= TASKS FOR THIS EXERCISE =
1. According to the Tenili cheese passage, in how many villages is the cheese still made with its traditional technique?
2. Resume the passage on Tenili cheese, picking up right after its final sentence.

And the varieties of materials used in cheese shaping and ripening
2
Threads of Tenili hang above a table full of cheese in various forms

In the mountains of Southern Georgia near Turkey, I was invited to stay with a family who makes a unique cheese called Tenili.  In 2 villages the cheese is still made according to a technique that has no documented origin, or theory of introduction;  it is a cheese of this place and people, an emblem of their culture.  It is essentially semi dry threads of cheese mixed with cream and packed in pottery vessels.  Yum.  I want to discuss its production and then talk a bit about the various materials used in cheese shaping and storing.

The pasture and mini mountain cows of Andriatsminda

Tenili is a stretched curd cheese, no starter is used, the milk is heated to a  temperature gauged by hand, set with rennet, cut and stirred then left in baskets overnight to ferment to the proper ph range of 5.4-5.  Of course no ph meter is used, and the room is fairly cool.  In the morning the curd is tested (in hot water, which can actually be a fairly accurate test for acid development) and when ready, stretched.  Up to this point the method is similar to any number of the worlds stretched curd cheeses.  I feel that this method has been figured out in many parts of the planet and then moved around through diffusion and adapted.

The rapid motion used to stretch Tenili in hot water

The curd is placed in hot water until very malleable, made into a ball, that is made into a donut.  The donut is elongated through a hand over hand spinning motion, with the curd ribbon going through a container of hot water on the floor.  Once it is very long it is doubled up on itself, over and over, until the arms of the maker are holding a coiled, single thin strand of cheese likely over 100 feet long.  This is placed in cold salt water briefly, then hung up to dry.

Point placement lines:
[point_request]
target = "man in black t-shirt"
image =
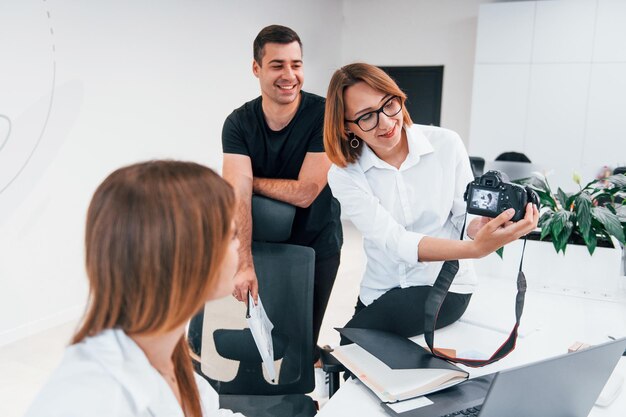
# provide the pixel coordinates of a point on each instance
(273, 146)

= THE ANSWERS =
1. Two villages.

2.
Curd strand after salting before being pulled into threads

The next day the ropes are pulled apart into very thin threads, like string cheese.  These threads are hung on a specialized wood beam and allowed to dry over an unspecified time, and yeasts grows on them.  I know yeasts are present due to smell, and this period of yeast growth prior to the final cheese being formed is a theme I have seen in many cheeses.  When they are deemed ready, they are covered in cream, and packed into pottery vessels or plastic containers to be sold.  Apparently in the past these vessels would be turned upside down onto ash so the liquid could drain, and the cheese aged in this way.  This practice sounds remarkably similar to a cheese called Motal, which in one form made in Armenia is put into pottery, upside, on ash.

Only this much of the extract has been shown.